Set exercise —
Answer these questions using the Edgemar text below:
(a) Which name won the newspaper competition?
(b) Which architect did Abby Sher commission for the project?
(c) In what year did the Edgemar Center for the Arts open in the original 1908 warehouse?

==== Source document

They announced a newspaper competition to select a new name for their business
and the winner was Edgemar, a cross between the English and the Spanish, the
edge of the sea.
In 1983 the Michel Brothers sold out to Foremost and placed the Main Street
property on the market. The following year Abby Sher, a neighbor, purchased
the Edgemar property in order to build what is today known as Edgemar. She
commissioned architect Frank Gehry for the project and asked him to preserve
the original structures. Thomas Eatherton, an artist who had been living in
a small outbuilding on the site, had shown Ms. Sher the ice warehouse with
its 8,000-square-foot clear span and 25-foot ceiling and suggested its use
as a museum. Subsequently the two of them, along with a small group of associates,
formed the not-for-profit Santa Monica Museum of Art (SMMOA). On February
5, 1985, Ms. Sher received final approval from the City of Santa Monica for
the use of the Edgemar site for a mixed-use development containing retail
stores, offices, a restaurant and The Santa Monica Museum of Art. The first
museum exhibition, “Art in the Raw,” opened in 1988 in the raw
space. The first Ben & Jerry’s Ice Cream west of Chicago opened
in Edgemar at the same time along with the Gallery of Functional Art. The
rest of the project was occupied soon thereafter.
In 1994 SMMOA moved to a larger location in Santa Monica, and in 2003 the
Edgemar Center for the Arts opened in the original 1908 warehouse.

========
==== Material provided

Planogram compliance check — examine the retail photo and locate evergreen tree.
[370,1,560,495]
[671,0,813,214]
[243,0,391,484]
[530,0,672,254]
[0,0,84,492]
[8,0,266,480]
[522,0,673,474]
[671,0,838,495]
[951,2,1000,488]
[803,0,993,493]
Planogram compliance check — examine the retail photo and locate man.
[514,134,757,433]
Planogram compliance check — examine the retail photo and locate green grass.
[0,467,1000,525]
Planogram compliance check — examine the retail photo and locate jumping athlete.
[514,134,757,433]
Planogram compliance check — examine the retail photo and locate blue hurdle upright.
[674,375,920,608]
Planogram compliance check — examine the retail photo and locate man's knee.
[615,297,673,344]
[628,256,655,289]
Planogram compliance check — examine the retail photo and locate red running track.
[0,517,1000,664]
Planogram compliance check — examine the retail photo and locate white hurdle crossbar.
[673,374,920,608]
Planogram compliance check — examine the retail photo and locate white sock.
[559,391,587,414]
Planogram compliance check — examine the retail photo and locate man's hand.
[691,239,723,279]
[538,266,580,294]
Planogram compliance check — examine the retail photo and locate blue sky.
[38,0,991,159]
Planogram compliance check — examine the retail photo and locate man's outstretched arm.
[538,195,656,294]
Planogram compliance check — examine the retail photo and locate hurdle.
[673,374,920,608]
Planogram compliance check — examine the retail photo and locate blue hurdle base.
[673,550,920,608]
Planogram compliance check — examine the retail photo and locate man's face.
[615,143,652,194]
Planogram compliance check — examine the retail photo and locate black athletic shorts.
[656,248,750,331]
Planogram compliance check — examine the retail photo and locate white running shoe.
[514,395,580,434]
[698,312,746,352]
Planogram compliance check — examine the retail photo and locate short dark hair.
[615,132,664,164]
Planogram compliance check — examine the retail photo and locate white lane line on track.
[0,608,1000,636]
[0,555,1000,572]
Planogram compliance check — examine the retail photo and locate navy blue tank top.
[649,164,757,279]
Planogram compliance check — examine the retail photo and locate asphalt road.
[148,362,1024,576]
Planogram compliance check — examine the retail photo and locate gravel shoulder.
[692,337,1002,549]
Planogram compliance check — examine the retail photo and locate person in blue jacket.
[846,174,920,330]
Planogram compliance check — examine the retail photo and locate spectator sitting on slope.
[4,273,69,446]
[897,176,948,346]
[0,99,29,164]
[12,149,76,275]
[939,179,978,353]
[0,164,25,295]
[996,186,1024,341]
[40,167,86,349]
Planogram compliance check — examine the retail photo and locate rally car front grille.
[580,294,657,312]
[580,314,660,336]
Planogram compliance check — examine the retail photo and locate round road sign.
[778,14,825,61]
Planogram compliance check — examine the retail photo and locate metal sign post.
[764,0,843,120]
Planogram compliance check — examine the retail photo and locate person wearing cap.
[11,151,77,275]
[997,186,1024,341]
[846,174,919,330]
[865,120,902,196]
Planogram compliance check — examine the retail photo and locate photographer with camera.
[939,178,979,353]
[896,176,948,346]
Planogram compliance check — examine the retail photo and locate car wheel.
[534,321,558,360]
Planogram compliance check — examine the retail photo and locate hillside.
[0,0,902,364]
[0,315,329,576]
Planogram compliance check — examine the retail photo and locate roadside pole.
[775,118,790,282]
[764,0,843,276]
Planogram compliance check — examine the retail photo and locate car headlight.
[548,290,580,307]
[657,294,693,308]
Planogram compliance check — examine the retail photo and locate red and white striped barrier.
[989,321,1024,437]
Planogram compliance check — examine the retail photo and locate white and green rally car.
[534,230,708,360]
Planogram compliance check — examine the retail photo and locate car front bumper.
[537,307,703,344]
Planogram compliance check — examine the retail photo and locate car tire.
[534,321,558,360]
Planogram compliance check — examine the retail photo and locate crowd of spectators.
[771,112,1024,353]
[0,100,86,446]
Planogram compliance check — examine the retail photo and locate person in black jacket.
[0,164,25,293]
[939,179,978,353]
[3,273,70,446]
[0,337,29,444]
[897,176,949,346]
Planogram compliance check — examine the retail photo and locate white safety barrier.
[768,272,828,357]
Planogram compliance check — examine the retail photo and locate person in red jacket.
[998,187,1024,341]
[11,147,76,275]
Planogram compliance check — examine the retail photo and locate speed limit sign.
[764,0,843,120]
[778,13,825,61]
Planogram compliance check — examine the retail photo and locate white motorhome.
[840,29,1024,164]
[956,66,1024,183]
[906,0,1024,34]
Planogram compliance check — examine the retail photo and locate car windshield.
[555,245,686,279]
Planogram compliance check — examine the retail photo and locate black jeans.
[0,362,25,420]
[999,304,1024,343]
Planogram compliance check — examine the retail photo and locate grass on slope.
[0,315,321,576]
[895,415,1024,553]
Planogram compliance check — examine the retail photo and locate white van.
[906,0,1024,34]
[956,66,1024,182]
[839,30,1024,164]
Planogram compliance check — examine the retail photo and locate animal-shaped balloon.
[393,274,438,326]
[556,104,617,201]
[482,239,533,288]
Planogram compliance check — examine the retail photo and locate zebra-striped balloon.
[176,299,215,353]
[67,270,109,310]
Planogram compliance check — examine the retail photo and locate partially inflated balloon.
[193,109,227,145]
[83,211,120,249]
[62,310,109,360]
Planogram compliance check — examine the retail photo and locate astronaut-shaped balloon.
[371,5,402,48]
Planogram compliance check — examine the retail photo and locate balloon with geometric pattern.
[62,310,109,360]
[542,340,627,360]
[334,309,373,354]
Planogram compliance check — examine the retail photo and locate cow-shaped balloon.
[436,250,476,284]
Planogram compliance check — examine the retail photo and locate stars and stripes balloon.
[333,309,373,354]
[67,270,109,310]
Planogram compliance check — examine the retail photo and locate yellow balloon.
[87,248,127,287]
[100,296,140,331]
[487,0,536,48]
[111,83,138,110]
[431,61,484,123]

========

Solution to the exercise —
(a) Edgemar
(b) Frank Gehry
(c) 2003